_What to work on:_
Give every entry again, word for word.

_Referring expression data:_

—————

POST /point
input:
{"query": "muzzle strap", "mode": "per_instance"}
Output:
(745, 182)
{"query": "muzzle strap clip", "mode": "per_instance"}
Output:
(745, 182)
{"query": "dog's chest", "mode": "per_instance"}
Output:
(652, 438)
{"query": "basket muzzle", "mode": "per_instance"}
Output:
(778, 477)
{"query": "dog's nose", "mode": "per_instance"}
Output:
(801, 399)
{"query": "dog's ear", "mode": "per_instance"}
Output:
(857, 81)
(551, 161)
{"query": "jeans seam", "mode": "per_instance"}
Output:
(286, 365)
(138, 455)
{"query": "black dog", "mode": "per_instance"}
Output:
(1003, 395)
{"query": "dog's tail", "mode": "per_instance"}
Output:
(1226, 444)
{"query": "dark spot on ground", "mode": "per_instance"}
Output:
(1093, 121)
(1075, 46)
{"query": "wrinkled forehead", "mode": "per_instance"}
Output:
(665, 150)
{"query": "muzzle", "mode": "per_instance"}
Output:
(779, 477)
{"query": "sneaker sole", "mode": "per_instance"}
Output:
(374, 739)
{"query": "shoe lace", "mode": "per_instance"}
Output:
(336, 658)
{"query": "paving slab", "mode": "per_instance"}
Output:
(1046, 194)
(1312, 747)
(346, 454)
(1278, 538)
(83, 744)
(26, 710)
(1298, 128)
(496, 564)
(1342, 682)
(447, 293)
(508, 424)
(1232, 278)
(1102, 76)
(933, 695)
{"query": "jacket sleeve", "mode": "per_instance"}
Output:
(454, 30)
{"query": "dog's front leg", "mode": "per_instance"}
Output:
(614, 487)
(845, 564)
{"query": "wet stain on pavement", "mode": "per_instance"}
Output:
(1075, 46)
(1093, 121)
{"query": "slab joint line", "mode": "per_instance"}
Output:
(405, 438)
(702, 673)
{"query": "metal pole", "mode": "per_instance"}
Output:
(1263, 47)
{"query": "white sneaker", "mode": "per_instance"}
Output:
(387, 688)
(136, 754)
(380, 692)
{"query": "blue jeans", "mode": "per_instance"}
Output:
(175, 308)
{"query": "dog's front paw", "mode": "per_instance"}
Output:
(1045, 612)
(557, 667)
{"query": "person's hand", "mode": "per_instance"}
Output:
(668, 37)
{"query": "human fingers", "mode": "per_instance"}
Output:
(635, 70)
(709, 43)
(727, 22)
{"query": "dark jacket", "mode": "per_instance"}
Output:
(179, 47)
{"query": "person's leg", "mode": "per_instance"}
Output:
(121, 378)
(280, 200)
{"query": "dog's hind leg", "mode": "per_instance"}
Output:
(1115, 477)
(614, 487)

—————

_Output for this task:_
POST /point
input:
{"query": "muzzle strap", "mode": "per_instance"}
Output:
(745, 182)
{"query": "muzzle strap clip", "mode": "per_instance"}
Output:
(745, 182)
{"query": "dog's chest", "mode": "per_instance"}
Output:
(652, 438)
{"query": "basket muzzle", "mode": "per_instance"}
Output:
(778, 477)
{"query": "dog's nose", "mode": "per_instance"}
Output:
(801, 399)
{"query": "dog's ear", "mode": "per_instance"}
Output:
(857, 81)
(551, 161)
{"query": "jeans seam", "mode": "per_instance"}
Output:
(286, 365)
(138, 455)
{"query": "black dog", "mode": "per_instance"}
Output:
(1003, 395)
{"query": "dog's tail", "mode": "per_instance"}
Output:
(1226, 444)
{"query": "dark spot on ground", "mode": "per_instance"}
Output:
(1093, 121)
(1075, 46)
{"query": "wrinkled forehead", "mode": "per_instance"}
Output:
(665, 150)
{"query": "muzzle", "mode": "per_instance"}
Output:
(779, 477)
{"query": "sneaker sole", "mode": "per_instance"}
Output:
(374, 739)
{"query": "shoe lace", "mode": "per_instance"}
Output:
(336, 658)
{"query": "paving slab", "mode": "per_instance"}
Output:
(1046, 194)
(1312, 747)
(346, 454)
(1278, 538)
(83, 744)
(26, 710)
(1298, 128)
(496, 564)
(1342, 682)
(447, 293)
(508, 424)
(1232, 278)
(1102, 76)
(933, 695)
{"query": "jacket sleeve", "mode": "per_instance"}
Output:
(454, 30)
{"query": "dog's front leg", "mode": "per_instance"}
Output:
(614, 487)
(845, 564)
{"query": "wet stain on pavement", "mode": "per_instance"}
Output:
(1075, 46)
(1093, 121)
{"query": "slab joint line", "mode": "per_instance"}
Output:
(405, 438)
(702, 673)
{"query": "metal pole", "mode": "per_instance"}
Output:
(1263, 47)
{"query": "white sneaker", "mode": "per_instance"}
Output:
(387, 688)
(136, 754)
(380, 692)
{"query": "blue jeans", "mode": "per_instance"}
Output:
(175, 308)
{"query": "dog's front paw", "mode": "per_instance"}
Output:
(1045, 612)
(557, 667)
{"query": "person's hand", "mode": "per_instance"}
Output:
(668, 37)
{"query": "human fingers", "mode": "per_instance"}
Output:
(635, 70)
(709, 43)
(727, 22)
{"query": "dark jacket", "mode": "per_instance"}
Output:
(179, 47)
{"query": "person's leg", "mode": "per_instance"}
Output:
(121, 378)
(280, 200)
{"query": "dog's hind leg", "mode": "per_instance"}
Output:
(1115, 477)
(614, 487)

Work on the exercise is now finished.